▸ What is required
Locate each line with the string "xmax" in the listing below and copy it.

▸ Data listing

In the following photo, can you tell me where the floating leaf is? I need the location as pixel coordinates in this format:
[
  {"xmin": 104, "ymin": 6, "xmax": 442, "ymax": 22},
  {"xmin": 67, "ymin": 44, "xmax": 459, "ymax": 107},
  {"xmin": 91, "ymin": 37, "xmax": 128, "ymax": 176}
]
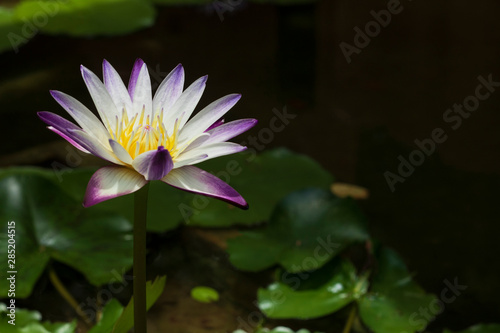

▸ Answer area
  {"xmin": 104, "ymin": 6, "xmax": 442, "ymax": 22},
  {"xmin": 67, "ymin": 44, "xmax": 459, "ymax": 107},
  {"xmin": 91, "ymin": 37, "xmax": 128, "ymax": 176}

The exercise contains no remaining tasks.